Write out, unchanged, the part of the items that opens with the line containing "sleeve, that would be most helpful." and closes with the line containing "M406 378L400 359L389", including both of those lines and nothing else.
- - - -
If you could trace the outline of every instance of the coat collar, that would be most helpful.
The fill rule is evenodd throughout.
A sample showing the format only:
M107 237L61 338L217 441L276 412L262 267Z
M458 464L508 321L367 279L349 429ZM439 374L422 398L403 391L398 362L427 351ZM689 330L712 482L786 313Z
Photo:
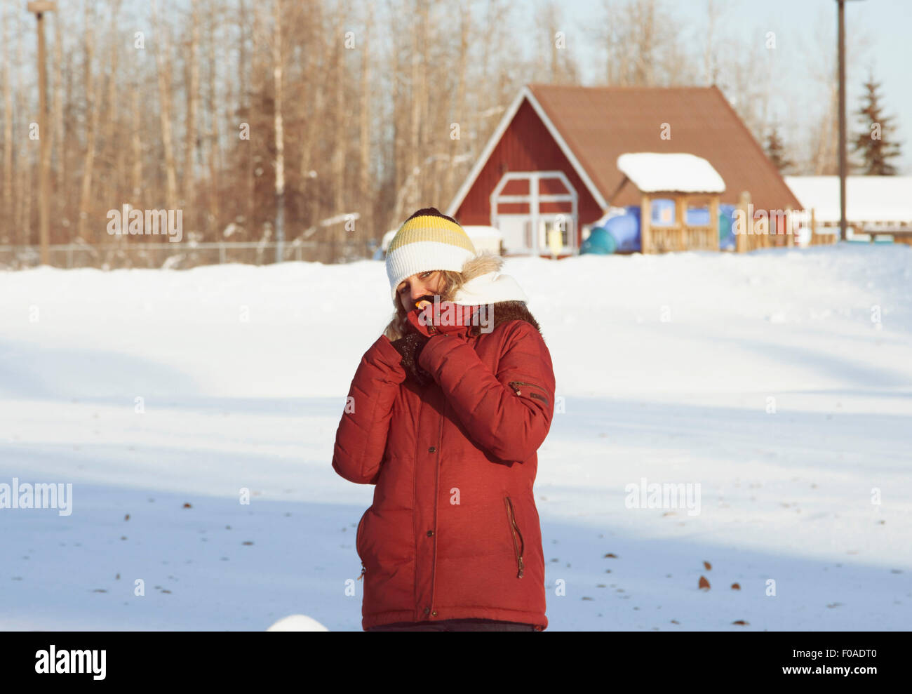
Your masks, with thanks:
M438 331L477 337L484 333L492 332L498 326L512 320L524 320L539 333L542 332L538 321L523 301L498 301L473 306L453 305L453 310L449 314L450 317L445 317L447 316L448 313L445 312L441 316L440 323L434 326Z

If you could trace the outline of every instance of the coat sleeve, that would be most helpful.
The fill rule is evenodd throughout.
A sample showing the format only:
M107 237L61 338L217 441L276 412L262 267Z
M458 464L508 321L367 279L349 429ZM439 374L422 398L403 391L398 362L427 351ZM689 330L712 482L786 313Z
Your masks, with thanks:
M502 461L531 458L551 429L554 375L551 354L534 326L505 324L497 373L482 362L467 341L433 337L419 364L430 373L472 440Z
M406 378L400 359L389 338L381 335L355 371L333 449L333 469L349 482L377 483L393 401Z

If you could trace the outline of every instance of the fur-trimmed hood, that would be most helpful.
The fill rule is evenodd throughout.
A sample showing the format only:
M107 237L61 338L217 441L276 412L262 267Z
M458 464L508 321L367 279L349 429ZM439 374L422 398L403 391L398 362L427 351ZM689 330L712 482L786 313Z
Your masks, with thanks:
M484 275L488 275L492 273L499 274L503 264L503 258L490 254L480 254L473 258L470 258L462 265L462 276L465 278L465 285L471 286L471 281L476 278L483 277ZM508 281L511 283L511 287L515 287L515 289L518 290L517 295L525 296L523 290L519 289L519 285L515 283L513 277L505 274L500 274L498 279ZM460 292L456 292L453 300L458 301L459 297ZM532 313L530 313L529 309L526 307L525 301L515 299L495 301L492 303L492 306L493 316L492 328L496 328L501 324L508 323L512 320L524 320L534 326L539 333L542 332L541 326L538 325L538 321L535 320ZM474 326L473 334L478 335L479 330L480 329L477 326Z

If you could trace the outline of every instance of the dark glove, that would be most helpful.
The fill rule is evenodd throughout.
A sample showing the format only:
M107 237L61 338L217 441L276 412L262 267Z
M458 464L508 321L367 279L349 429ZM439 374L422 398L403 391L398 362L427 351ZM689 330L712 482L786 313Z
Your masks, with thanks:
M402 355L402 360L399 363L406 374L420 386L424 386L433 379L430 374L418 365L418 357L429 339L420 333L409 331L404 337L399 337L392 342L396 351Z

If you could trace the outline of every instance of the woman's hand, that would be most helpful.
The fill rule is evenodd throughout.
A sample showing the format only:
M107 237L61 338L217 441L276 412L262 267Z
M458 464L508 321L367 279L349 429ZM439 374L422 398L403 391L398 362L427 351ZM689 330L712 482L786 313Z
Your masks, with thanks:
M424 386L432 379L430 374L418 365L418 357L429 339L421 333L409 331L404 337L399 337L392 342L396 351L402 356L402 360L399 363L406 374L420 386Z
- - - -
(The completed task)
If you could trace the outline of every instance of the coat sleeve, that would be most helpful.
The fill rule is evenodd throughout.
A sample showing the format only:
M107 237L61 338L217 441L276 412L262 267Z
M458 464L508 321L367 279L349 429ZM439 374L422 398L403 391L398 362L427 351ZM689 330L712 482L786 313Z
Your masks, with thanks:
M502 461L531 458L551 429L554 375L551 354L534 326L505 324L497 373L482 362L467 341L433 337L419 364L430 373L472 440Z
M406 378L400 359L389 338L381 335L355 371L333 449L333 469L349 482L377 483L393 401Z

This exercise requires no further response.